Document extract section start

Changing Our World

“It’s the romantics that make the world. The realists are content to fill their bellies.” —Irving Stone, The Greek Treasure

We know today that a civilized society does not exist, so many of us are unlikely ever to live in one. And with the Western world in its present self-inflicted economic turmoil, it seems equally unlikely one will appear even in our children’s lifetimes. But did one exist? Walter Russell Mead suggests in God and Gold that the Walrus and the Carpenter (Great Britain and the United States) may have got close during the last century.1 In retrospect many of us would agree that this must have been Mead’s wishful thinking.

Prior societies in their own time all went through basic stages or degrees of civility, but did one ever get close to Utopia, which, for the sake of this argument, we will define as the ideal civilized state? The trouble is, since each of us has a different idea of what constitutes the ideal civilized state, could one ever exist? Perhaps, if our individual ideals were to be united in a Utopian dream, such a longed-for ideal society may be achievable. So how close, or far away, from such a dream are we today? Any better than when Harold Macmillan, Prime Minister of Great Britain in 1957, said of his country at that time: “We have never had it so good!”? It seems doubtful.

Document extract section end
Given material section start

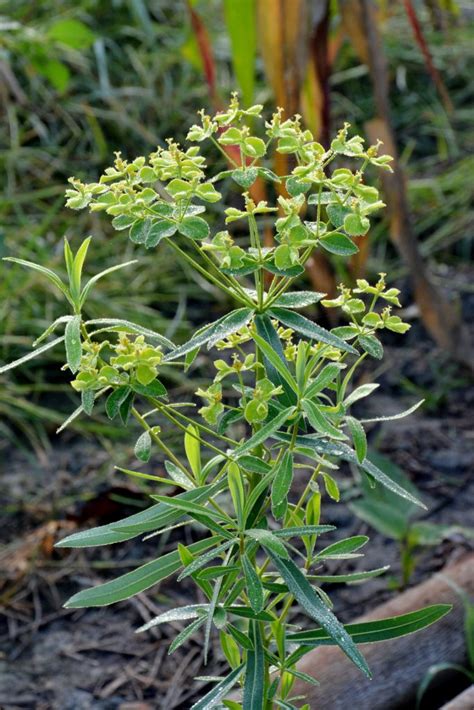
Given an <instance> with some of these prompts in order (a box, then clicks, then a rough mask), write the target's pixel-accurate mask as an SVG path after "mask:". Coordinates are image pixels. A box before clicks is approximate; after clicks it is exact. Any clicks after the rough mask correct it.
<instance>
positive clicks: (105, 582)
mask: <svg viewBox="0 0 474 710" xmlns="http://www.w3.org/2000/svg"><path fill="white" fill-rule="evenodd" d="M215 544H216V538H207V539H205V540H200V541H199V542H195V543H193V544H192V545H189V548H188V549H189V550H190V551H191V552H192V553H193V554H199V553H201V552H203V551H204V550H207V549H208V548H209V547H210V546H211V545H215ZM180 567H181V560H180V557H179V554H178V552H177V551H175V552H169V553H168V554H167V555H163V556H162V557H159V558H158V559H157V560H153V561H152V562H148V563H147V564H145V565H142V566H141V567H138V568H137V569H134V570H133V571H132V572H127V574H124V575H122V576H121V577H117V578H116V579H113V580H111V581H110V582H105V583H104V584H98V585H97V586H95V587H91V588H90V589H86V590H84V591H82V592H78V593H77V594H74V596H72V597H71V598H70V599H69V600H68V601H67V602H66V604H65V605H64V606H65V607H66V608H67V609H81V608H84V607H90V606H107V605H108V604H114V603H115V602H119V601H123V600H124V599H129V598H130V597H133V596H134V595H135V594H138V593H139V592H143V591H145V589H149V588H150V587H152V586H153V585H154V584H157V582H160V581H161V580H162V579H166V577H169V576H170V575H172V574H173V573H174V572H176V571H177V570H178V569H179V568H180Z"/></svg>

Given material section end

**Task set**
• a. For the essay on civilized society, state whether each statement agrees with it, answering yes or no and quoting the deciding words: (i) Walter Russell Mead makes his suggestion in a book called God and Gold. (ii) Harold Macmillan was Prime Minister of Great Britain in 1957. (iii) The essay defines Utopia as a society in which everyone's belly is full.
• b. Please reproduce the essay on civilized society from "Changing Our World" up to and including "Mead’s wishful thinking.".
The listing above isn't needed for this work.

**Answers to the exercise**
• a.
(i) Yes: "Walter Russell Mead suggests in God and Gold"
(ii) Yes: "Harold Macmillan, Prime Minister of Great Britain in 1957"
(iii) No: "we will define as the ideal civilized state"

• b.
Changing Our World

“It’s the romantics that make the world. The realists are content to fill their bellies.” —Irving Stone, The Greek Treasure

We know today that a civilized society does not exist, so many of us are unlikely ever to live in one. And with the Western world in its present self-inflicted economic turmoil, it seems equally unlikely one will appear even in our children’s lifetimes. But did one exist? Walter Russell Mead suggests in God and Gold that the Walrus and the Carpenter (Great Britain and the United States) may have got close during the last century.1 In retrospect many of us would agree that this must have been Mead’s wishful thinking.